**Records for this exercise**
☆ ☆ ☆ ☆ ☆ ☆ ☆

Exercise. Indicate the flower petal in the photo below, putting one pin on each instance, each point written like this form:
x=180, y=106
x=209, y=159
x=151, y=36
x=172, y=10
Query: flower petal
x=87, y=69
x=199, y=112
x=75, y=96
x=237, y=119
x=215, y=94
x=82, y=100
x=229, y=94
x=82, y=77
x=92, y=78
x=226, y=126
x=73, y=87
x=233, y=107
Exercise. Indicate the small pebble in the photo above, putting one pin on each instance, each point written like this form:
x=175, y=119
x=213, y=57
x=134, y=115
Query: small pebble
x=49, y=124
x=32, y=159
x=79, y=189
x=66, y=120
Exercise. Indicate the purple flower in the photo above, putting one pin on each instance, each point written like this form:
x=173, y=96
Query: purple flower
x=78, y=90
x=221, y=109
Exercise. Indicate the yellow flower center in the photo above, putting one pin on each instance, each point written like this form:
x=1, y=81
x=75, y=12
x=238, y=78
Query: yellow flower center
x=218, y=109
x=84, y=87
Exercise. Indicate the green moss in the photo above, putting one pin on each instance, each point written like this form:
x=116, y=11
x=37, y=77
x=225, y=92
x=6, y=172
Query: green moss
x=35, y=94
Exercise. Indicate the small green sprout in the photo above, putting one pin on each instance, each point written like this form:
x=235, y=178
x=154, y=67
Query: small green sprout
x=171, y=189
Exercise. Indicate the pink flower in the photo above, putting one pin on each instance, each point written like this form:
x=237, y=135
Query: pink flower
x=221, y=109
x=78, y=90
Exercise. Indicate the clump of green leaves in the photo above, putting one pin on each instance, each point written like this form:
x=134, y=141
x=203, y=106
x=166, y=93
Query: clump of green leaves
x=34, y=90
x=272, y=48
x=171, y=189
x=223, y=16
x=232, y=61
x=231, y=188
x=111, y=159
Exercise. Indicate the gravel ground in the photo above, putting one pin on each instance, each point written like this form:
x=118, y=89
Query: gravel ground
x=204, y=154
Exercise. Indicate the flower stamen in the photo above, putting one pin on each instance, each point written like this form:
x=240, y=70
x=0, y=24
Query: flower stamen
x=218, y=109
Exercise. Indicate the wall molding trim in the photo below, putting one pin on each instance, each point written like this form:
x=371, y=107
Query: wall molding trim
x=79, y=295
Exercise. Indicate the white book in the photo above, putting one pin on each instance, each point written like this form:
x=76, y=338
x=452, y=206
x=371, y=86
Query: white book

☆ ☆ ☆ ☆ ☆ ☆ ☆

**The request**
Copy every one of the records above word for word, leaving nothing out and changing nothing.

**Completed exercise**
Exercise. Indicate the flower petal in the photo below, putting one pin on each instance, each point written like this form:
x=180, y=106
x=209, y=159
x=151, y=36
x=172, y=10
Query: flower petal
x=87, y=69
x=199, y=112
x=75, y=96
x=237, y=119
x=215, y=94
x=82, y=100
x=229, y=94
x=82, y=77
x=92, y=78
x=226, y=126
x=73, y=87
x=233, y=107
Exercise. Indicate the small pebble in the photo above, putting one pin on each instance, each point written like this form:
x=175, y=119
x=213, y=57
x=134, y=115
Query: small pebble
x=49, y=124
x=32, y=159
x=79, y=189
x=66, y=120
Exercise. Indicate the purple flower in the photo above, putting one pin on each instance, each point written like this form:
x=173, y=96
Query: purple flower
x=78, y=90
x=221, y=109
Exercise. Indicate the yellow flower center in the photo above, putting one pin on each instance, each point written like this form:
x=1, y=81
x=75, y=12
x=238, y=78
Query: yellow flower center
x=218, y=109
x=84, y=87
Exercise. Indicate the green moss in the photo above, putting one pin on each instance, each point written like this form:
x=116, y=11
x=37, y=77
x=225, y=92
x=6, y=172
Query: green moss
x=35, y=94
Exercise. Indicate the small green sprout in the photo above, putting one pin on each instance, each point written like this form:
x=235, y=178
x=154, y=67
Query: small green sprout
x=171, y=189
Exercise. Indicate the pink flower in the photo above, putting one pin on each instance, each point written like this form:
x=237, y=135
Query: pink flower
x=221, y=109
x=78, y=90
Exercise. Indicate the clump of green leaves in the photo above, putting one pin on each instance, each point written like this form:
x=134, y=141
x=203, y=106
x=166, y=93
Query: clump of green leaves
x=34, y=90
x=272, y=48
x=171, y=189
x=223, y=16
x=232, y=61
x=231, y=188
x=111, y=159
Exercise. Indicate the gravel ground in the photo above, putting one pin on each instance, each point written like this form:
x=118, y=89
Query: gravel ground
x=204, y=154
Exercise. Indicate the flower stamen in the photo above, putting one pin on each instance, each point written like this form:
x=240, y=70
x=0, y=24
Query: flower stamen
x=218, y=109
Exercise. Indicate the wall molding trim in the photo below, putting one pin on each instance, each point written like this form:
x=371, y=107
Query: wall molding trim
x=79, y=295
Exercise. Indicate the white book in the photo above, putting one pin on each instance, each point written like this form:
x=76, y=338
x=452, y=206
x=371, y=86
Query: white book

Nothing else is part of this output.